▶ _ASSIGNMENT_: Go through the records below and report each line with "list" in it.

▶ _EXTRACTED DATA_:
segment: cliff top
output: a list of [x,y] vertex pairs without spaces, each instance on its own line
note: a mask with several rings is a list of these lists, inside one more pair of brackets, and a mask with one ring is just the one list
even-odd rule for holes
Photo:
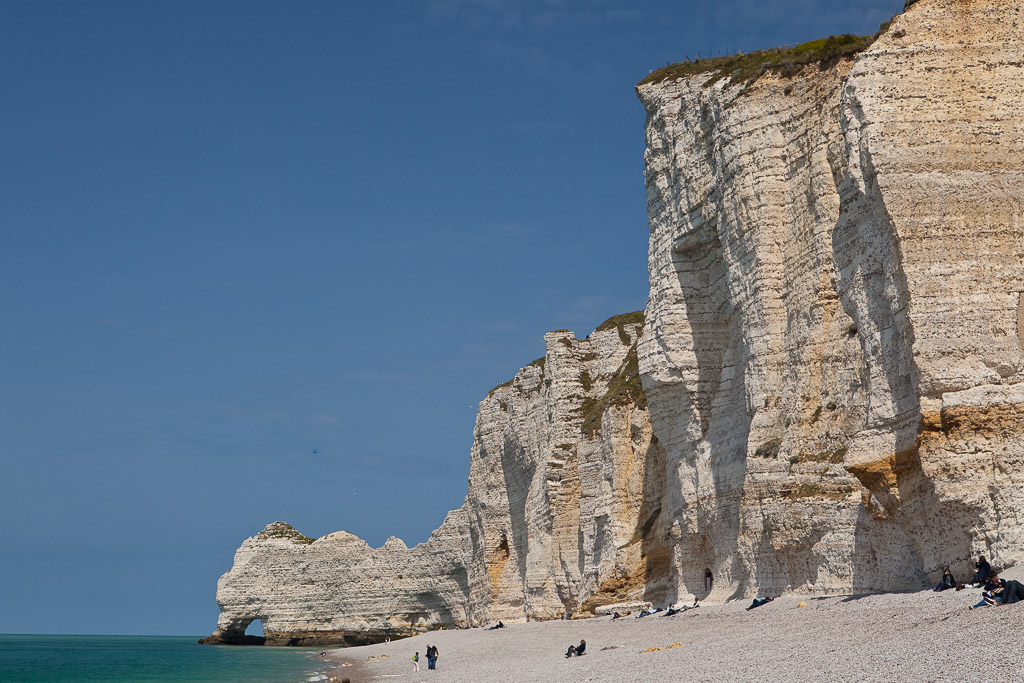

▶ _SOLUTION TO THIS EXERCISE_:
output: a list of [x,y] vertex pairs without spaces, each instance on its own line
note: a mask with several rings is a list of these lists, inside one more pair of brackets, and a mask with one ring is just the one list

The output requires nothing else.